◆ **Quoted passage**
####################
Second, systematically connecting CCs with the WHO Academy to deliver scale.
As Hans underlined, the WHO Academy is a major asset. From a technical point of view, this changes the equation.
Our CC positions itself as a producer of evidence-based training content and pedagogical models on health promotion, health literacy, and intersectoral training for health care professionals, educators, social workers… We also bring specific expertise in microlearning in lowincome settings, using lowtech digital tools to support community health workers, nurses, homecare workers and other frontline professionals with short, practiceoriented learning modules that can be accessed even in constrained environments.
We are already working with the Academy to turn this expertise into modular, multilingual and adaptable training packages (we are working at the time on a course of lifelong learning for health in cities). This allows us to support countries where public health and health education training capacities have been weakened by conflict, economic crisis or institutional reforms.
It is an illusion to think that a centralised academy alone can meet the learning needs of health professionals everywhere. The only effective model is a close partnership: national and regional collaborating centres, firmly rooted in Member States, working with the WHO Academy to translate global standards into relevant, actionable training. For the Academy, strong articulation with CCs is not optional, it is an operational imperative.
In other words, a strategically organized network of CCs, plugged into the Academy, can function as a permanent training infrastructure for the world – accessible even when national pipelines for technical expertise and workforce development are disrupted.
Third, using education and health literacy as a structural response to the crisis of trust.
####################
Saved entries

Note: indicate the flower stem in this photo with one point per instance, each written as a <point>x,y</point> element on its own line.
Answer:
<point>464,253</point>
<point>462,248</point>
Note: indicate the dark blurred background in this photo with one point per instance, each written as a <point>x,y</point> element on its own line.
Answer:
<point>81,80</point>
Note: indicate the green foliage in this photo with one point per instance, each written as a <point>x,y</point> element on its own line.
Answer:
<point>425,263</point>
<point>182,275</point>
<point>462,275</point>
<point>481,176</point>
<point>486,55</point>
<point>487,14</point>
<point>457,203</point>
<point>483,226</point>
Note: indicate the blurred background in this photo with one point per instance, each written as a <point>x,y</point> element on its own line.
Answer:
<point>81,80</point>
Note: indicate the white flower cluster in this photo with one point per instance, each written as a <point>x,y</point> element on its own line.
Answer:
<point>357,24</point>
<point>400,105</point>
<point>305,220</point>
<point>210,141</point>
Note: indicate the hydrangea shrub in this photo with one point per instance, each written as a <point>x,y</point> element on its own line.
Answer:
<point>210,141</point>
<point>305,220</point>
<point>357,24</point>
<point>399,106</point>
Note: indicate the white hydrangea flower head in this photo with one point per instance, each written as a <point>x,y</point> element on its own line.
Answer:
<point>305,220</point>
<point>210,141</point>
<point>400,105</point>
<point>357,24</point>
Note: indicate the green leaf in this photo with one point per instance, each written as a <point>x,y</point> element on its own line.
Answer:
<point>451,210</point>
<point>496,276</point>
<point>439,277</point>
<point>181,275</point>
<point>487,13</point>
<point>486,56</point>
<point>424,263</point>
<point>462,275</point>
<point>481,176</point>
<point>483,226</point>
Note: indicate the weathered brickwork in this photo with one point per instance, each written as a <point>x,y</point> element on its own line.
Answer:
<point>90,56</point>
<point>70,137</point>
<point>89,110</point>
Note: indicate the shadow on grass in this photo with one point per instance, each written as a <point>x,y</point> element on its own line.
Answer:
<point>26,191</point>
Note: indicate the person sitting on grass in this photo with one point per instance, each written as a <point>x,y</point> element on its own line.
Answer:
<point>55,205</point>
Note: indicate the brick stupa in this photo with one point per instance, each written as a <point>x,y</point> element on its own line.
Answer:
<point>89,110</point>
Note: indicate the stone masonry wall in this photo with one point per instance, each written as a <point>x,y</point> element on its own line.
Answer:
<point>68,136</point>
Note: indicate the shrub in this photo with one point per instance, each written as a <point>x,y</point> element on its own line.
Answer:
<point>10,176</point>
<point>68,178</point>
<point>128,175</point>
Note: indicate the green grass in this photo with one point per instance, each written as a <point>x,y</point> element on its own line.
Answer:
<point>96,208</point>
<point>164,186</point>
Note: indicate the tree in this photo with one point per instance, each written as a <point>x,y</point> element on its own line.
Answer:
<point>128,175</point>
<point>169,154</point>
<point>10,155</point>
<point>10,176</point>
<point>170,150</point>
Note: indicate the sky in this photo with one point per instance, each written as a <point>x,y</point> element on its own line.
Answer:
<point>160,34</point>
####################
◆ **Required action**
In the passage on collaborating centres and the WHO Academy, what is the course currently being developed with the Academy about?

◆ **Reply**
Lifelong learning for health in cities.